:: WHAT IS REQUIRED ::
Of the material below, only the lines from the line containing "The answer in" down to the line containing "box: [77, 67, 321, 207]" belong in the answer, written out exactly.

:: INPUT DATA ::
"""
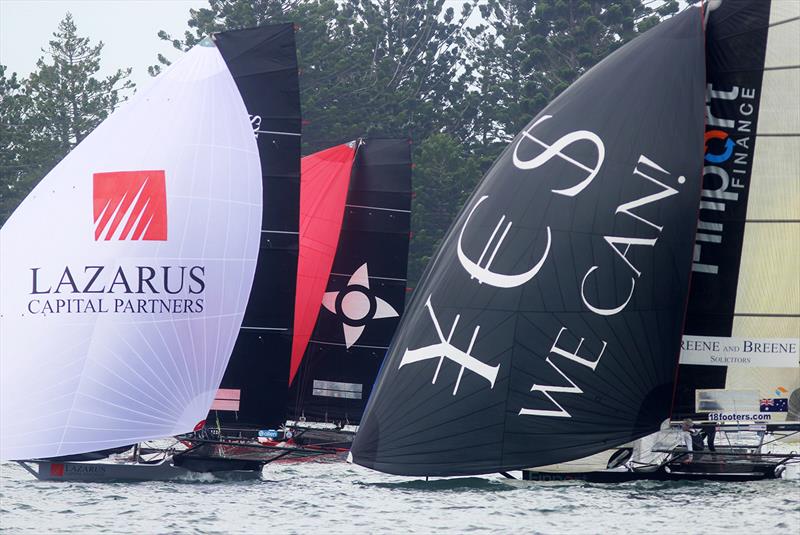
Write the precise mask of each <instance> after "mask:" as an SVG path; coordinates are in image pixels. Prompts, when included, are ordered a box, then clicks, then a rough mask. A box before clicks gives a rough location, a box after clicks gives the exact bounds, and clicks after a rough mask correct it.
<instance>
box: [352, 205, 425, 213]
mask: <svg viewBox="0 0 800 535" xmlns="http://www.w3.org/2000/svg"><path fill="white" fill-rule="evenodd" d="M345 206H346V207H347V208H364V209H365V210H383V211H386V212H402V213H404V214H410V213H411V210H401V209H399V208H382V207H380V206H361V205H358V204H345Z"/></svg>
"""
"""
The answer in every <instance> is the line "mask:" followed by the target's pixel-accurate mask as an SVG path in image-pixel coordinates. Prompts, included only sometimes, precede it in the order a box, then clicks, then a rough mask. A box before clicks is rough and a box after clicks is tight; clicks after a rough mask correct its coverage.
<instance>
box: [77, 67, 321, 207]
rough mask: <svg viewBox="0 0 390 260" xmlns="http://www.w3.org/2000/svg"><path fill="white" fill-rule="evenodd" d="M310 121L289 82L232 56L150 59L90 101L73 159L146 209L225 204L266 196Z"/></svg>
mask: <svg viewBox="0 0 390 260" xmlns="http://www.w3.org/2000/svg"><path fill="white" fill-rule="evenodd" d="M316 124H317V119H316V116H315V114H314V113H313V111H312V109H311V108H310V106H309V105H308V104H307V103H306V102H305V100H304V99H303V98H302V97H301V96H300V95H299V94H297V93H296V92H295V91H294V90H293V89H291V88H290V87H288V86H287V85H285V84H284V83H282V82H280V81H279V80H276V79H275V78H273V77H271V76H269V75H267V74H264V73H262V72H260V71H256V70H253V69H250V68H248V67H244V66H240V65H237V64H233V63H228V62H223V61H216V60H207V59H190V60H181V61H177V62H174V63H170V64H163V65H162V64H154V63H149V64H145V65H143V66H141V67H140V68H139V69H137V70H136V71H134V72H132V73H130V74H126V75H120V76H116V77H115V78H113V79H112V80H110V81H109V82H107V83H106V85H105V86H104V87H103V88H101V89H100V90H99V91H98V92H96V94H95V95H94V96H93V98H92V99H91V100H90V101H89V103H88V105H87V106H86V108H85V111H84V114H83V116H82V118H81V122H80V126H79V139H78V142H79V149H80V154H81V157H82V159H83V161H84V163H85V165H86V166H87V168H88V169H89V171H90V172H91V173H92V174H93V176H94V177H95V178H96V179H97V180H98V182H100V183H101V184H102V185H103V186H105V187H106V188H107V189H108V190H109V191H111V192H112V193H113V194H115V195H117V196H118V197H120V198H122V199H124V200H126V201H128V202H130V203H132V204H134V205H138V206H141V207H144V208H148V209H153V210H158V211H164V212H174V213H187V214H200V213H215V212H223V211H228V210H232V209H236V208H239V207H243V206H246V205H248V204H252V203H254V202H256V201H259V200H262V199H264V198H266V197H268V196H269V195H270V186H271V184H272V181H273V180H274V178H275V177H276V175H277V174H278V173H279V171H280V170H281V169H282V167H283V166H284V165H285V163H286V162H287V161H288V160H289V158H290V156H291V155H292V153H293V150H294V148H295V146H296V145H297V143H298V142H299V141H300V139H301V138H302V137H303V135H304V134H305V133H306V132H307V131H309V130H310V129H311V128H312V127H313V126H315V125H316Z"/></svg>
"""
:: RESPONSE TO THIS EXERCISE ::
The answer in every <instance> is the line "mask:" followed by the target's pixel-accurate mask as an SVG path in image-pixel coordinates. Prompts, included only sometimes, precede it in the order a box, then clicks, then a rough mask. A box before clicks is rough and a box after clicks is tight; clicks after a rough mask correct its coverage.
<instance>
box: [77, 67, 321, 207]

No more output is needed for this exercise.